Records:
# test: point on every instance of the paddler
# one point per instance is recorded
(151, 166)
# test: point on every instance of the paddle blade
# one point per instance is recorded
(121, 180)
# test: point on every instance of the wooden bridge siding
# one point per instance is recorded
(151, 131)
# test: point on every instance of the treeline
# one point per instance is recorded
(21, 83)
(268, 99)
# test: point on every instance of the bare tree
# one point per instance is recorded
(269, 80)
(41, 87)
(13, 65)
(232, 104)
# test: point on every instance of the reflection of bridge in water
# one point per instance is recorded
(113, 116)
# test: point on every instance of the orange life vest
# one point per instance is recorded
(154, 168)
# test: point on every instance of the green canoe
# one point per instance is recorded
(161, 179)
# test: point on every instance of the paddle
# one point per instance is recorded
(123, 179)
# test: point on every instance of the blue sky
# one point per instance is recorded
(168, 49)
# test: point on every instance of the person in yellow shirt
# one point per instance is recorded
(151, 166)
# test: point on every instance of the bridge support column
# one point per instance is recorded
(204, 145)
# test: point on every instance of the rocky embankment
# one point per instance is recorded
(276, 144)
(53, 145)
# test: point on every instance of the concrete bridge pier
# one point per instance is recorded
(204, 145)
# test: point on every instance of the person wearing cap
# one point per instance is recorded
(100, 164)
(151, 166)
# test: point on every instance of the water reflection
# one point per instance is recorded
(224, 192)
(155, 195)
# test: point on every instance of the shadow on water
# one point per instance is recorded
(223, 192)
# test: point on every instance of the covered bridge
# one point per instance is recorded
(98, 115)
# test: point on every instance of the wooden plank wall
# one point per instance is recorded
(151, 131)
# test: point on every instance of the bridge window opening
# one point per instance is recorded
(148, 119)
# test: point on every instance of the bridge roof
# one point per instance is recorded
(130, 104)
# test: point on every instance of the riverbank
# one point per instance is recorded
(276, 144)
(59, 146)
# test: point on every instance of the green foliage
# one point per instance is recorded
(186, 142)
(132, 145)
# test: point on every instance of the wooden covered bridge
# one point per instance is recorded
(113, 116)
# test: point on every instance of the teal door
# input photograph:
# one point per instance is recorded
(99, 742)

■ What to do: From the line with "# test: point on every instance of the rocky" to the last line of the material, give every line again exactly, and only those lines.

■ The reply:
# test: point on every instance of the rocky embankment
# one point per instance is recorded
(276, 144)
(53, 145)
# test: point on every instance of the concrete bridge pier
# one point per instance is recorded
(204, 145)
# test: point on every instance of the person wearing cap
# one point per instance is recorded
(100, 164)
(151, 166)
# test: point on every instance of the water reflection
# one point per instance is recorded
(224, 192)
(155, 195)
# test: point on every instance of the shadow on water
# one point per instance is recorded
(223, 192)
# test: point on every instance of the covered bridge
# one point per instance is recorded
(98, 115)
# test: point on every instance of the wooden plank wall
# one point per instance is recorded
(151, 131)
# test: point on every instance of the bridge window opening
# one point per instance is recorded
(148, 119)
# test: point on every instance of the bridge roof
# one point per instance is recorded
(130, 104)
# test: point on every instance of the riverbank
# one point per instance is recorded
(276, 144)
(59, 146)
# test: point on every instance of the green foliage
# one point per instance is recorded
(186, 142)
(132, 145)
# test: point on every instance of the wooden covered bridge
# one point per instance is recorded
(113, 116)
# test: point on every instance of the teal door
# input photograph:
# one point per instance is recorded
(99, 742)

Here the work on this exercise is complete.